(Photo-based referring expression data)
______________________________
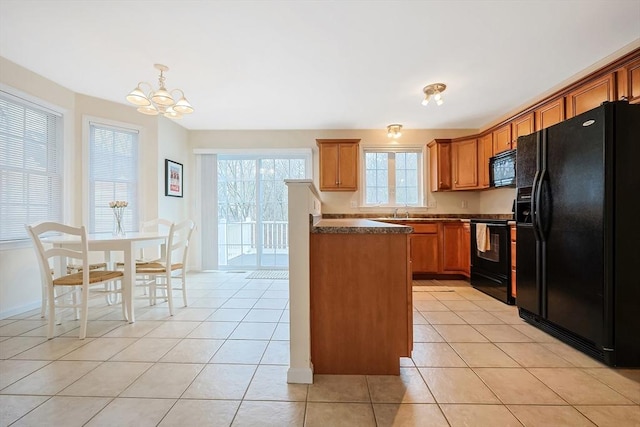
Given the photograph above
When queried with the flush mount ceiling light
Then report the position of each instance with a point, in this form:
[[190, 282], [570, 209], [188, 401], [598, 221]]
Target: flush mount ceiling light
[[434, 90], [394, 131], [160, 101]]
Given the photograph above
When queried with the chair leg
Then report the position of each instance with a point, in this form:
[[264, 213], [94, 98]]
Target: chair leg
______________________________
WHAT YOU HAVE TO DO -> The answer is a portion of the data. Write out exactly the line with "[[190, 282], [570, 209], [188, 401], [598, 221]]" and all lines after it.

WRITTEN REPLY ->
[[190, 282], [570, 209], [188, 401], [598, 221]]
Target: flush mount ceiling light
[[434, 90], [394, 131], [160, 101]]
Given the photograph above
When queried with the chair leg
Then report the position of each instance with a point, in this form:
[[264, 213], [94, 98]]
Target: chair leg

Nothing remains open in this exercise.